INPUT Block Start
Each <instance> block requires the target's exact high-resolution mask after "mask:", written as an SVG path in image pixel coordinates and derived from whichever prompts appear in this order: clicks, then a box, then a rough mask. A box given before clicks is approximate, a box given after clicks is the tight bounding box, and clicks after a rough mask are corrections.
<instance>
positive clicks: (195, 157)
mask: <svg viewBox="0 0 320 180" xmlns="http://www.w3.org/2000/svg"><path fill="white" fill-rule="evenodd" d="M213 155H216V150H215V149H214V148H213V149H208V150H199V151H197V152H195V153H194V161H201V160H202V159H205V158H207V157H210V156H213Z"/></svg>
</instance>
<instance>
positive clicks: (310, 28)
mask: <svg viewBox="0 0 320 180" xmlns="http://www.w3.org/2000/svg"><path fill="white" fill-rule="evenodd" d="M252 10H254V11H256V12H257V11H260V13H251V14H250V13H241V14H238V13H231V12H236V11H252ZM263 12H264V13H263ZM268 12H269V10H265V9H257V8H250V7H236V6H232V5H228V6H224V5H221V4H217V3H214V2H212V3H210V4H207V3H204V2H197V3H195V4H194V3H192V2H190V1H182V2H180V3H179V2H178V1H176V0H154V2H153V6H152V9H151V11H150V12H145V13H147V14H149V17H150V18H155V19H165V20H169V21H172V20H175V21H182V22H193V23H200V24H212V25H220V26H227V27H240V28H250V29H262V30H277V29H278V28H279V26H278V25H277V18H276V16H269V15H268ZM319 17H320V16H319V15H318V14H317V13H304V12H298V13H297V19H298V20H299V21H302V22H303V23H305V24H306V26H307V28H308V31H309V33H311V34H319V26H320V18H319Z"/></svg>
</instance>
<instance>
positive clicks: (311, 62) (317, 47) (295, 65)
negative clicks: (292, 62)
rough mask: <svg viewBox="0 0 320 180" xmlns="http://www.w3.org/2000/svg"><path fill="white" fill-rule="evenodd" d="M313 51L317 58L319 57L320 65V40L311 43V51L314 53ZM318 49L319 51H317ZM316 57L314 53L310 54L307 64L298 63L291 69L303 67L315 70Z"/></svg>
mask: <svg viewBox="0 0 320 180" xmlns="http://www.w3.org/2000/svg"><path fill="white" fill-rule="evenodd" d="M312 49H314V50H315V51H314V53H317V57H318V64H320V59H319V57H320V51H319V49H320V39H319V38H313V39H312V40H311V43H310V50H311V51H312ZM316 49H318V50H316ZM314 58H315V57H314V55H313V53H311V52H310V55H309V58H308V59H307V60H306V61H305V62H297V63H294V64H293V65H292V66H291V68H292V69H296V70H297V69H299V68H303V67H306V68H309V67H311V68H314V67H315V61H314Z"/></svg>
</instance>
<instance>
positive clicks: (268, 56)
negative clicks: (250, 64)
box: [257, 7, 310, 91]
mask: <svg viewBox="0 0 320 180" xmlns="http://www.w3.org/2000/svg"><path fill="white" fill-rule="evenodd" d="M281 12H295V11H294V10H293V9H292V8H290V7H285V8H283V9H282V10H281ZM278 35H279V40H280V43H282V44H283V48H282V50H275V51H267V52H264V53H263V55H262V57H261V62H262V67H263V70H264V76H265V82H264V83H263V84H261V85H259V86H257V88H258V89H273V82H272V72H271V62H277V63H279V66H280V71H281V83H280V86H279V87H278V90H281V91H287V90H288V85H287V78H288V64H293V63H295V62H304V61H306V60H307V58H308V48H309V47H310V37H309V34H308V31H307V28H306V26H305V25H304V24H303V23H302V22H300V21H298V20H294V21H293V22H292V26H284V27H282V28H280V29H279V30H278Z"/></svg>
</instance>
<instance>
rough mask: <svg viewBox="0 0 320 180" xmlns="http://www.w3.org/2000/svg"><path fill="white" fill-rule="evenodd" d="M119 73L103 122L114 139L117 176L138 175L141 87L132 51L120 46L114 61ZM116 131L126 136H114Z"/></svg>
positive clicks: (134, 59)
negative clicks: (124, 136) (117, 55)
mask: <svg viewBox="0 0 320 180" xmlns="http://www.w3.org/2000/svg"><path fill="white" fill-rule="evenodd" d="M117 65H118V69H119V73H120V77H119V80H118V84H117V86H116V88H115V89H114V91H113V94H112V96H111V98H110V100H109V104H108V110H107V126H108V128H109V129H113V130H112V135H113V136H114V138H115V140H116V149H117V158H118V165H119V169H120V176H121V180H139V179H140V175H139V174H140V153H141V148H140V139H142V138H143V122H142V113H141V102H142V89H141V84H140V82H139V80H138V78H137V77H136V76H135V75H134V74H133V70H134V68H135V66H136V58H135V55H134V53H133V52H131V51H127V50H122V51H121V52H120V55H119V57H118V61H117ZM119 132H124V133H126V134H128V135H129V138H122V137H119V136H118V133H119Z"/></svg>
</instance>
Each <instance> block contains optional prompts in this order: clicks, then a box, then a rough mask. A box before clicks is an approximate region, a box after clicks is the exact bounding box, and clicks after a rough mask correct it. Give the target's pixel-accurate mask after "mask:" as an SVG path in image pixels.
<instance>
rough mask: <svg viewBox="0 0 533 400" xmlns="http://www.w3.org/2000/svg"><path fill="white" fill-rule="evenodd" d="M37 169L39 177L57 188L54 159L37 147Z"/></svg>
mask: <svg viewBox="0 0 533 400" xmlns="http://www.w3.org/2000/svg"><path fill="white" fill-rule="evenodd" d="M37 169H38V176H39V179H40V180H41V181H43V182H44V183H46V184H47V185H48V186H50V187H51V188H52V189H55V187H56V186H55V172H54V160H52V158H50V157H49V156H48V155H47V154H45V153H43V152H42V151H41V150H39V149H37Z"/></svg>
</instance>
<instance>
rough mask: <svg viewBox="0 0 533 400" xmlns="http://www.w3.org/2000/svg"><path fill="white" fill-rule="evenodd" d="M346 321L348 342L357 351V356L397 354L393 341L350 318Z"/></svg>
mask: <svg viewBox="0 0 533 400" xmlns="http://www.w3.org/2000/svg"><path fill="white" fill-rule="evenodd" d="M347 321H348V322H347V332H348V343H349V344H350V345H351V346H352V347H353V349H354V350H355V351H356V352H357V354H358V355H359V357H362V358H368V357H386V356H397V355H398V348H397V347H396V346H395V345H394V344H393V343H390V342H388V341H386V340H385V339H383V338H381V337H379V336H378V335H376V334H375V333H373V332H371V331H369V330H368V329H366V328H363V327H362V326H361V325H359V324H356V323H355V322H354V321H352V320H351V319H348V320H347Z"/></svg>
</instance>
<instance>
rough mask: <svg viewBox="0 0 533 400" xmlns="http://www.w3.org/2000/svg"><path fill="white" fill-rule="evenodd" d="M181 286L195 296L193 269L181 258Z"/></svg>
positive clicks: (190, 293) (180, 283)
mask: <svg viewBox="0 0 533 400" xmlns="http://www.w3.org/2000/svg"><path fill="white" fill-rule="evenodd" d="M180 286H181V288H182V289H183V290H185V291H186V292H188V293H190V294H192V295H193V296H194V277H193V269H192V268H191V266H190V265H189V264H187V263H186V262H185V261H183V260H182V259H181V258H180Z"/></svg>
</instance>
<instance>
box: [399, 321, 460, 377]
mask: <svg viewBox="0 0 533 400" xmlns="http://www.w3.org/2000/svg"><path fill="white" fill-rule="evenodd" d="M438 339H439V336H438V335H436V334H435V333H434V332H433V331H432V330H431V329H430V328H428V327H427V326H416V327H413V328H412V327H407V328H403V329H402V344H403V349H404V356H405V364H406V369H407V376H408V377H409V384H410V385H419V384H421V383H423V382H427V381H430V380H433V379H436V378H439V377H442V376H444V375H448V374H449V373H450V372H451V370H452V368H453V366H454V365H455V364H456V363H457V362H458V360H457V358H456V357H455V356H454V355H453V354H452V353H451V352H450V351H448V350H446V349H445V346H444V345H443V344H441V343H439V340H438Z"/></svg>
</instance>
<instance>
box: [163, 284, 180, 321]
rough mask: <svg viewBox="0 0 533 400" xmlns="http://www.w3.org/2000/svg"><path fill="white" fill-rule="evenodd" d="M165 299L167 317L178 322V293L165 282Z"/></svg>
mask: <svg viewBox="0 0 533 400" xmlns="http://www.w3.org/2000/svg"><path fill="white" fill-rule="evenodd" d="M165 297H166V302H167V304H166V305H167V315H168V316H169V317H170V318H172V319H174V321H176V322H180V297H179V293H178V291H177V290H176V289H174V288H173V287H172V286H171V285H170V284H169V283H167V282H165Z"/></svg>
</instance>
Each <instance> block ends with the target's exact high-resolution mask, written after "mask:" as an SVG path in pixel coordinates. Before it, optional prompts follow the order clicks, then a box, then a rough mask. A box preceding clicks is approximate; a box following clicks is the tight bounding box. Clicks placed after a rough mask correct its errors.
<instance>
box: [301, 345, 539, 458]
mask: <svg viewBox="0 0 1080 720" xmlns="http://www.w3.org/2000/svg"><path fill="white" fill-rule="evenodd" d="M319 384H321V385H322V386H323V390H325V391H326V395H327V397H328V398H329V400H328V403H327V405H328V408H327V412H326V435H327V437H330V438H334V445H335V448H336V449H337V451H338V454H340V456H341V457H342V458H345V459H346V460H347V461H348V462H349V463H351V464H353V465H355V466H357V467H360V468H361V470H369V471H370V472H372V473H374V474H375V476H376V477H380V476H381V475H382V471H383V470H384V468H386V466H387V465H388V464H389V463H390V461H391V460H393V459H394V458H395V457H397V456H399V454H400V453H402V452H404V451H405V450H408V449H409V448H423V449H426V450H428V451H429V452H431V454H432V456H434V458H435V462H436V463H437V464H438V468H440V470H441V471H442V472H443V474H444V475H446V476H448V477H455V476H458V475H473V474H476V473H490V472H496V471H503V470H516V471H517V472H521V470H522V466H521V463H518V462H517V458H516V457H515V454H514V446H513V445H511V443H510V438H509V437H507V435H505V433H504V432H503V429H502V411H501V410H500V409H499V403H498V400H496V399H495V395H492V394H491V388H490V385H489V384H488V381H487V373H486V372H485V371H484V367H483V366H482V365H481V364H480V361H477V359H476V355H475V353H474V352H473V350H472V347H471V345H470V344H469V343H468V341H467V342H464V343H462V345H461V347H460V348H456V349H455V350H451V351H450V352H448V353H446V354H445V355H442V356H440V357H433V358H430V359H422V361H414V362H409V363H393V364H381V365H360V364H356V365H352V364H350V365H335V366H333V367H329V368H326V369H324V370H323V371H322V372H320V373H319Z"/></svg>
INPUT Block End
● **WORK TO COMPLETE**: Look over the records above, and wherever a line contains the string "coordinates", copy that line.

● **RESPONSE FOR THIS EXERCISE**:
Each <instance> block requires the target's exact high-resolution mask after "mask:", written as an SVG path in image pixel coordinates and derived from whichever prompts appear in this order: clicks, then a box, then a rough mask. A box given before clicks is approximate, a box given after clicks is the tight bounding box, and clicks after a rough mask are corrections.
Each <instance> block ends with the target's exact high-resolution mask, written after "mask:" as an SVG path in pixel coordinates. Before it, optional prompts follow the order clicks, then a box, then a rough mask. A box preceding clicks is approximate; a box following clicks is the tight bounding box. Clicks placed after a rough mask correct its errors.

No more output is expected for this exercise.